* [ИСХОДНЫЙ ТЕКСТ]:
Современный поток событий, за которым я наблюдаю и в котором по мере возможности участвую, генерирует самые разные настроения. То почти эйфория: ура, мы можем, люди просыпаются! То мрачная ипохондрия: уже больше года мучают узников Болотной, люди сидят, мрак и средневековье еще надолго и т.д.
Появляются знаки, темы, настроения, призывы, которые мне знакомы по 70-м и 80-м годам. Небольшая кучка инакомыслящих, несколько более многочисленное «либеральное» окружение – в море народного безразличия и властного произвола. Кто-то из арестованных идет на сотрудничество и «кается»; кто-то из сочувствующих делает карьеру и идет в правящую партию «реформировать систему изнутри»; раздаются возгласы: не надо провоцировать власть; с другой стороны, постоянно идет выяснение, кто и за сколько «продался власти», «сотрудничает»; понятно, что происходящее – позорно и нельзя терпеть, но насколько я лично «не могу терпеть»? и что я лично готов сделать, чтобы «не было стыдно»? В нашу повседневность опять возвращается реальность «лагеря», «суда», «свиданий», «срока», а также противостояние репрессивных органов и политически активных граждан.
Одной из постоянных тем тех далеких лет была тема отъезда: ехать или оставаться. Тогда она была мучительна, так как уезжать приходилось «навсегда», «безвозвратно», теряя родных и близких, родную среду, культуру, язык общения, радикально меняя судьбу.
Казалось бы, после двадцати с лишним лет открытых границ (сравнительно, конечно), эта тема должна остаться только как личное воспоминание у имевших счастье родиться в стране "развитого социализма". Современная ситуация, конечно, гнусная, но уехать-то можно свободно! Нет прежних проблем!
И, тем не менее, тема отъезда, причем со всеми атрибутами 70-х годов, опять стала актуальной. Все изменилось, открыты границы, но тема отъезда опять воспринимается как острая и экзистенциально важная. Почему? Ответ, как кажется, прост. Потому что отъезд воспринимается как вынужденный. Государство опять противостоит обычному человеку. Государство опять гнобит инакомыслящих. Государство опять выдавливает из страны творческих людей, в другой ситуации даже не помышлявших бы об отъезде. Сегодняшний отъезд для многих политически активных людей связан с возможностью преследований, басманного правосудия и бессрочного заключения. Вынужденность отъезда и сама природа российского государства придают теме отъезда эмоциональную остроту, как и сорок лет назад.

* [ИСХОДНЫЕ ДАННЫЕ]:
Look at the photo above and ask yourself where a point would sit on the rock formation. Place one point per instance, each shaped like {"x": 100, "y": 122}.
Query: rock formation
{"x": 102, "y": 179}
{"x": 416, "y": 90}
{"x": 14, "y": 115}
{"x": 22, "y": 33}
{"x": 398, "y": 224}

* [ЧТО СДЕЛАТЬ]: Напишите продолжение текста о теме отъезда, начав сразу после его последнего предложения. Листинг для работы не понадобится.

* [РЕЗУЛЬТАТ ВЫПОЛНЕНИЯ]:
В «Новой газете» от 8 июля очередной фельетон Дмитрия Быкова кончается так:
«Считайте, что нас перебили.
Того, кто сказал себе это, - уже
Не сделать союзником гнили,
С руки не кормить, не загнать за Можай,
Не вымазать в тине злодейской.
Желающий ехать – быстрей уезжай.
Желающий действовать – действуй».
Вот об этой знакомой для старшего поколения теме, с которой нежданно-негаданно столкнулось и нынешнее поколение, я хочу поговорить. В основном, на примере стихотворных опытов дорогих мне поэтов. Тем, кому скучно читать рассуждения автора, могу порекомендовать пропускать текст и читать только стихи. Стихи здесь хорошие.
Мы вернулись к дилемме сорокалетней давности, стоявшей перед многими советскими людьми, в основном, инакомыслящими: уезжать – оставаться. Опять появилось противопоставление – уезжать под давлением страха, под давлением репрессивной власти, уезжать от возможных преследований, возможного ареста и срока. Или остаться, с родными, друзьями, языком, культурой, правдой, ну, и тогда получить. Точнее и сильнее всего эти переживания выразились, как это часто бывает, в поэзии.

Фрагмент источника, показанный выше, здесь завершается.